▸ **GIVEN INFORMATION**
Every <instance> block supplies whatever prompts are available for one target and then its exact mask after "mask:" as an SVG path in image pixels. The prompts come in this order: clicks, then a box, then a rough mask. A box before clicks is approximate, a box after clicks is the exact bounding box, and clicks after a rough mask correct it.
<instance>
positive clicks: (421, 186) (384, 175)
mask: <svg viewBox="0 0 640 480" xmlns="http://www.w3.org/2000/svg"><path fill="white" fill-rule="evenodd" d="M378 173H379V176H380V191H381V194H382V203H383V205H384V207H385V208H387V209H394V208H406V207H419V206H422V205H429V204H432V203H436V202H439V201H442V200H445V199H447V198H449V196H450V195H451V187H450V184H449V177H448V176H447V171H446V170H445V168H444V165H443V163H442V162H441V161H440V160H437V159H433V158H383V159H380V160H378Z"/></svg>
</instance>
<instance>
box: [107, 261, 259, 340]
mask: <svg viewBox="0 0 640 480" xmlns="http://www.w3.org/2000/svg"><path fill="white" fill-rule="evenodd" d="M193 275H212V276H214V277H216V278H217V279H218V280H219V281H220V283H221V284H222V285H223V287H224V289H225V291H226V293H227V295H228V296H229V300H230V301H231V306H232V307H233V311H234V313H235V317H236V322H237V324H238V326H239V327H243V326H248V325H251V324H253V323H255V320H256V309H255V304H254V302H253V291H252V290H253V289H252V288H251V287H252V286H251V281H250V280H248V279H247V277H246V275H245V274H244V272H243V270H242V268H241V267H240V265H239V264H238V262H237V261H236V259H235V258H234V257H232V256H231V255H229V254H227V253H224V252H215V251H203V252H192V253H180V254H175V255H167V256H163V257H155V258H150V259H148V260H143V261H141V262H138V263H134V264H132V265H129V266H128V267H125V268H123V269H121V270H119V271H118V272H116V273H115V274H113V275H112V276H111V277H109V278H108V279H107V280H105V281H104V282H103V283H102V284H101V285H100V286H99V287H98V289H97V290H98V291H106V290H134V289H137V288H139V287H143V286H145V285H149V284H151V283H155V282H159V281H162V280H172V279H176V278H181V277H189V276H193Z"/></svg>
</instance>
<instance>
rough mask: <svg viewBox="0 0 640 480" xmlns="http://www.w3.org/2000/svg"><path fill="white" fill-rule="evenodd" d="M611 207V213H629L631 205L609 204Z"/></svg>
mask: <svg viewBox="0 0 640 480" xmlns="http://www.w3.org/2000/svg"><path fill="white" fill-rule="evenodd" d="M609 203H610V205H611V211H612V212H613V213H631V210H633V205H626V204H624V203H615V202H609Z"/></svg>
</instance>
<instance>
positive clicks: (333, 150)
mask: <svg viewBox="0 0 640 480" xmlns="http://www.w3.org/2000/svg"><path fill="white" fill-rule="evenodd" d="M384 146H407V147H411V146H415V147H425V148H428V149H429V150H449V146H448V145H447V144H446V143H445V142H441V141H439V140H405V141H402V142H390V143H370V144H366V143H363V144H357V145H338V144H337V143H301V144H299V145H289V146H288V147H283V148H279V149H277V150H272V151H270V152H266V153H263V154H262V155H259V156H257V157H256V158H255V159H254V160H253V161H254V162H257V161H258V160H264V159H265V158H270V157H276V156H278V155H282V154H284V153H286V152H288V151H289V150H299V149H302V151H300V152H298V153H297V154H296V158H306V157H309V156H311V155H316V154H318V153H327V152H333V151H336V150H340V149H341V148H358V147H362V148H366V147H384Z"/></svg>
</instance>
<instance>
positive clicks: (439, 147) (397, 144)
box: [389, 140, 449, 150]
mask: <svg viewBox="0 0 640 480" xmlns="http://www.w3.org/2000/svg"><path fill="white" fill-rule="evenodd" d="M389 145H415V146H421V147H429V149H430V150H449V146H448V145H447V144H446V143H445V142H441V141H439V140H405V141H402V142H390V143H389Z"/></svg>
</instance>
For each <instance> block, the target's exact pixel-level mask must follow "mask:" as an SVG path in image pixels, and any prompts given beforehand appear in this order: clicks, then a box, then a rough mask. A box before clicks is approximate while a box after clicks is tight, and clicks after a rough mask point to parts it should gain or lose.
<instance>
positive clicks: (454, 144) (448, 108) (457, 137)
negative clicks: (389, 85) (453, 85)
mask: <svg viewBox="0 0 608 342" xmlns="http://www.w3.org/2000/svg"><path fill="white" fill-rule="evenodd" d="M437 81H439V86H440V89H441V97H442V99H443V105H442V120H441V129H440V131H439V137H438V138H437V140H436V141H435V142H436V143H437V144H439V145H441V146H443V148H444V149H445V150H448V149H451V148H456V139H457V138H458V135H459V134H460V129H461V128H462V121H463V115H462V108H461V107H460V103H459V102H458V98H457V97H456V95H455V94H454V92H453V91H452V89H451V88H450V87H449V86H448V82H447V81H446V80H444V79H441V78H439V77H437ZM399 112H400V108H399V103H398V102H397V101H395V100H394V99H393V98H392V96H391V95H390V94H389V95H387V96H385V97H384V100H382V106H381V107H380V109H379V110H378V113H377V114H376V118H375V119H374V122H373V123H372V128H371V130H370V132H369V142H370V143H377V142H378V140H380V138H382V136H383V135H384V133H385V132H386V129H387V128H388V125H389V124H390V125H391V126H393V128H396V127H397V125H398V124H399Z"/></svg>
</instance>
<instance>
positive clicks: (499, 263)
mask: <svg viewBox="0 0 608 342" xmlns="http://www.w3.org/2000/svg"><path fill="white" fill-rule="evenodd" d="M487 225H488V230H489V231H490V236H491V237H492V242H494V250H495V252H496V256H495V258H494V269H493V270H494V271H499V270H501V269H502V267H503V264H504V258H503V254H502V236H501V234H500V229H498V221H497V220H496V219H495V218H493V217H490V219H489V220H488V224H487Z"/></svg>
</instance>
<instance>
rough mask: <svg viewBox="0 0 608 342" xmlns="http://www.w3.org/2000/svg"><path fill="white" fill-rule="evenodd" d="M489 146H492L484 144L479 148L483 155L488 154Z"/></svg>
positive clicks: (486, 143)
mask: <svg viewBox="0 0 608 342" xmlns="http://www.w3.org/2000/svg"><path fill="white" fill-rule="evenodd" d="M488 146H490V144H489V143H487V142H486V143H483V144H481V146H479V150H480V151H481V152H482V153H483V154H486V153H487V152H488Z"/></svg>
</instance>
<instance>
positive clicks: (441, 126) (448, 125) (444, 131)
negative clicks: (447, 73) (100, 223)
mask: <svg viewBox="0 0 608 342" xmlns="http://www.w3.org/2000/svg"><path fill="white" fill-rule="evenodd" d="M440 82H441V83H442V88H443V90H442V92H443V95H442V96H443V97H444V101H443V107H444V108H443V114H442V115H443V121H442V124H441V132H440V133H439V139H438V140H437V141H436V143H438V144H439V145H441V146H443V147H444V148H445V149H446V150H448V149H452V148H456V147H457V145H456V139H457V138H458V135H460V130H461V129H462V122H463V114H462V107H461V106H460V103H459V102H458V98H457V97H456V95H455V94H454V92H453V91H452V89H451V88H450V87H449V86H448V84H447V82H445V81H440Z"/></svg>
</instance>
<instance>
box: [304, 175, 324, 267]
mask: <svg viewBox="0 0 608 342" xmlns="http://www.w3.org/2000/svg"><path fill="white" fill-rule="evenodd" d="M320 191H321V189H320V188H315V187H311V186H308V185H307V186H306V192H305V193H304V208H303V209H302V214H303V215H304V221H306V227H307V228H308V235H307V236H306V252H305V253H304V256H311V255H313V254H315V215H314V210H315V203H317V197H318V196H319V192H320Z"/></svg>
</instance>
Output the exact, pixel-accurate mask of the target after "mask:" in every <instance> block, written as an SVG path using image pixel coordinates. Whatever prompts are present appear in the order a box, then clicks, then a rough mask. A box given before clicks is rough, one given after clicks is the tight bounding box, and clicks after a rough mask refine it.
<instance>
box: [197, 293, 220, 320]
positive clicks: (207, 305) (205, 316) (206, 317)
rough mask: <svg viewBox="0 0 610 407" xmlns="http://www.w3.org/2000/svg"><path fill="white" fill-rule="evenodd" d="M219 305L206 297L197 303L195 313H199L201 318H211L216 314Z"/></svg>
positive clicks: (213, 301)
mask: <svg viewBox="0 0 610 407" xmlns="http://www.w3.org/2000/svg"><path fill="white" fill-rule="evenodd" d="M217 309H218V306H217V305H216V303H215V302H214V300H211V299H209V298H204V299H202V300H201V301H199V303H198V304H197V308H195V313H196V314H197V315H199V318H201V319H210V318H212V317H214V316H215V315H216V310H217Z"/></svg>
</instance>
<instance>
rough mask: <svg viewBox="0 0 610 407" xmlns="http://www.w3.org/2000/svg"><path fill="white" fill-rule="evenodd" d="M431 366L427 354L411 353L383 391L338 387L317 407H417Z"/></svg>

▸ **YOUR ASSIGNMENT**
From the line with "positive clicks: (213, 301)" to the final line of the listing, write out each line unchanged. Add nothing.

▸ **OUTPUT OF THE TASK**
positive clicks: (213, 301)
mask: <svg viewBox="0 0 610 407" xmlns="http://www.w3.org/2000/svg"><path fill="white" fill-rule="evenodd" d="M217 309H218V306H217V305H216V303H215V302H214V300H211V299H209V298H204V299H202V300H201V301H199V303H198V304H197V308H195V313H196V314H197V315H199V318H201V319H210V318H212V317H214V316H215V315H216V310H217Z"/></svg>
</instance>
<instance>
rough mask: <svg viewBox="0 0 610 407" xmlns="http://www.w3.org/2000/svg"><path fill="white" fill-rule="evenodd" d="M431 366L427 354L411 353L383 391L338 387L317 407H417Z"/></svg>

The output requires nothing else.